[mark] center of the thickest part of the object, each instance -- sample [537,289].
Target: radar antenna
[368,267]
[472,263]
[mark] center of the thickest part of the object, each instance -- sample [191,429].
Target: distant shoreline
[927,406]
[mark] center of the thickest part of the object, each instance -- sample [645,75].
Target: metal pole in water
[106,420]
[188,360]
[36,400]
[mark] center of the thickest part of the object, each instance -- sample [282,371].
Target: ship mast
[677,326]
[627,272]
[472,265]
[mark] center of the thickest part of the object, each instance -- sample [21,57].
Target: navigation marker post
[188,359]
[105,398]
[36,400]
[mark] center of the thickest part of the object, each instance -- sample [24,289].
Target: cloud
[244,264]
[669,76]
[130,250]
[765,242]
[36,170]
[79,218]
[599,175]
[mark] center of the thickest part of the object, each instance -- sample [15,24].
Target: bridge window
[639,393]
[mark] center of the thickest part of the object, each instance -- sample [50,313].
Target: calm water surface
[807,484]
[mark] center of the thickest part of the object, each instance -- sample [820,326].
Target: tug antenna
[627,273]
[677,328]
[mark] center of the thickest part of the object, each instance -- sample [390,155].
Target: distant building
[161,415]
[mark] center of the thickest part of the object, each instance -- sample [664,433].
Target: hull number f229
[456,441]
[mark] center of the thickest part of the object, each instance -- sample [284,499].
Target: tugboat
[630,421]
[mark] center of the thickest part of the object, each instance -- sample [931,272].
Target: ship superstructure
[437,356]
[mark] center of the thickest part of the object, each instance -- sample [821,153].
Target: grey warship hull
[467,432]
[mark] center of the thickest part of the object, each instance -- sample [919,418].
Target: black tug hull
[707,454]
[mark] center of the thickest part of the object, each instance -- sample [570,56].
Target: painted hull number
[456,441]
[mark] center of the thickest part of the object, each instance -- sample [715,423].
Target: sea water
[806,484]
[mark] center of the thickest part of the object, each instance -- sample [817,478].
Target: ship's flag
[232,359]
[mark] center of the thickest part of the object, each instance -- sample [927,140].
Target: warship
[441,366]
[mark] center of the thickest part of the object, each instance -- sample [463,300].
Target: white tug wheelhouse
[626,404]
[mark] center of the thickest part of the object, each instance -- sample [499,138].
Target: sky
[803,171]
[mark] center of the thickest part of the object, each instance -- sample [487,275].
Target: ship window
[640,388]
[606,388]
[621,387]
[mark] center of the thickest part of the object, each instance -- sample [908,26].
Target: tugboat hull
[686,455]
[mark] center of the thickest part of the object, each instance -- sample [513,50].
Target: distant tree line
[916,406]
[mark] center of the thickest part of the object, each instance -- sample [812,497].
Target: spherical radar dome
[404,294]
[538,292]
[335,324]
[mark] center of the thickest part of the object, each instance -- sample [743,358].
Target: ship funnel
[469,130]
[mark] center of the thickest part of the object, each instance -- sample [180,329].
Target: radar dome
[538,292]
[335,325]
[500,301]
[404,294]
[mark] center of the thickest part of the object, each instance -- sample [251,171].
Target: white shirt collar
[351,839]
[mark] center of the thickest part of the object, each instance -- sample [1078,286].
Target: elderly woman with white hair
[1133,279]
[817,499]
----------
**TASK**
Rewrite every line of the records above as a numbered list, leaving out any blank lines.

**COMPLETED EXERCISE**
1. [mark] center of the thickest part of the object, each instance -- sample [537,289].
2. Target: radar antenna
3. [368,267]
4. [472,263]
5. [mark] center of the thickest part of the object, each instance -- sample [191,429].
6. Target: distant shoreline
7. [927,406]
8. [mark] center of the thickest part of the object, each instance -- sample [645,75].
9. Target: metal pole in water
10. [106,420]
11. [188,360]
12. [36,400]
13. [mark] center of the thickest part of the object, each instance -- sample [282,371].
14. Target: ship mast
15. [677,326]
16. [627,272]
17. [472,265]
18. [mark] center of the thickest part of the object, each instance -- sample [21,57].
19. Target: navigation marker post
20. [188,359]
21. [105,398]
22. [36,400]
23. [mark] center of the thickest part of the object, each instance -- sample [24,289].
24. Target: cloud
25. [244,264]
26. [669,76]
27. [130,250]
28. [765,242]
29. [36,170]
30. [79,218]
31. [599,175]
32. [mark] center of the thickest part of the object, each instance -- sample [15,24].
33. Target: bridge window
34. [639,393]
35. [mark] center of the thickest part of the object, each instance -- sample [50,313].
36. Target: calm water surface
37. [807,484]
38. [mark] center of the thickest part of the object, each instance -- sample [820,326].
39. Target: tug antenna
40. [627,273]
41. [677,328]
42. [mark] center of the thickest part of the object, each instance -- sample [390,155].
43. Target: distant building
44. [161,415]
45. [mark] center of the thickest part of the object, each instance -- sample [664,433].
46. Target: hull number f229
47. [456,441]
48. [mark] center of the thickest part of the object, each instance -- sample [284,499].
49. Target: tugboat
50. [630,421]
51. [mark] center of the thickest part of the object, each instance -- sample [931,272].
52. Target: ship superstructure
53. [437,356]
54. [mark] center of the thickest part of the object, each instance -- sample [821,153].
55. Target: grey warship hull
56. [467,432]
57. [mark] center of the thickest part of the object, each instance -- sample [919,418].
58. Target: black tug hull
59. [707,454]
60. [mark] center of the thickest part of the object, each instance -- sample [570,56].
61. Target: painted hull number
62. [456,441]
63. [mark] center of the thickest part of the object, each instance -- sample [715,423].
64. Target: sea water
65. [806,484]
66. [mark] center of the thickest part of the object, each instance -- sample [817,478].
67. Target: ship's flag
68. [232,359]
69. [mark] center of the thickest part of the object, each instance -- sample [927,140].
70. Target: warship
71. [441,366]
72. [mark] center of the thickest part of the object, each instance -- sample [463,300].
73. Target: white tug wheelhouse
74. [626,404]
75. [mark] center of the thickest part of the object, each instance -- sample [499,138].
76. Target: sky
77. [803,171]
78. [mark] center of the thickest part of the object, each instance -- sample [487,275].
79. Target: ship window
80. [640,388]
81. [606,388]
82. [621,387]
83. [mark] center of the thickest part of the object, each instance -- sample [908,26].
84. Target: tugboat hull
85. [686,455]
86. [mark] center of the thickest part of the object, each instance -- sample [513,50].
87. Target: distant tree line
88. [916,406]
89. [mark] center of the thickest part of the object, each instance -- sample [812,497].
90. Target: spherical radar dome
91. [404,294]
92. [538,292]
93. [335,324]
94. [mark] center of the thickest part of the object, each instance -- sample [743,358].
95. Target: ship funnel
96. [469,130]
97. [mark] center of the thickest part of the object, each instance -- sample [180,329].
98. Target: radar dome
99. [538,292]
100. [335,325]
101. [500,301]
102. [404,294]
103. [mark] center of the thickest part of the object, each instance -- sample [251,171].
104. Target: white shirt collar
105. [351,839]
106. [mark] center of the thickest part of the object, each instance -- sample [1078,286].
107. Target: elderly woman with white hair
108. [1133,279]
109. [817,499]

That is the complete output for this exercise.